**BRIEF:**
Find each line below containing the word "every" and copy it.

**AVAILABLE DATA:**
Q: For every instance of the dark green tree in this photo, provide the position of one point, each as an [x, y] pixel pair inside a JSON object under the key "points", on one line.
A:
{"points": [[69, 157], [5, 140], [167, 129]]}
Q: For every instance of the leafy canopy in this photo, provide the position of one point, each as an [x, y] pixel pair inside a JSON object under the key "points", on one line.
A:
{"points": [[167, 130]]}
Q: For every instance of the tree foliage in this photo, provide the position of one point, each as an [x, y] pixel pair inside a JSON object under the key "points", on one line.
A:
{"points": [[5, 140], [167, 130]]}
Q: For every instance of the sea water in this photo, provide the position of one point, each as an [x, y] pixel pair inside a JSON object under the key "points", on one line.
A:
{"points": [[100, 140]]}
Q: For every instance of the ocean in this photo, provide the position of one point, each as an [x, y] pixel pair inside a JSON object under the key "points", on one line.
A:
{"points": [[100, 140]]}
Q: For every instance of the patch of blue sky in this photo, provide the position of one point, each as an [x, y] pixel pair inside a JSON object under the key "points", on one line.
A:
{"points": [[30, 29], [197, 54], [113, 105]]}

**RESPONSE TO THIS EXERCISE:**
Q: For every instance of the dark green tree in this photo, provide the position of one point, each as an [x, y] pixel pair inside a JSON object under the key "points", on one line.
Q: For every instance of the leafy canopy in this photo, provide the position of one point, each as an [x, y] pixel pair inside a JSON object under the key "points", on one line.
Q: For every instance of the tree foliage in this photo, provide the position of one point, each as an [x, y] pixel pair inside a JSON object under the key "points", on one line.
Q: For every instance of the sea water in this photo, provide the position of one point, each as an [x, y] pixel pair inside a JSON object under the key "points", on one line.
Q: For every instance of the ocean in this photo, provide the position of one point, each as an [x, y] pixel pair inside a JSON object under the key "points", on one line.
Q: For every instance of the patch of blue sky in this photo, provide the position of one point, each as an [x, y] pixel pair inside a JSON object under the key "points", on one line.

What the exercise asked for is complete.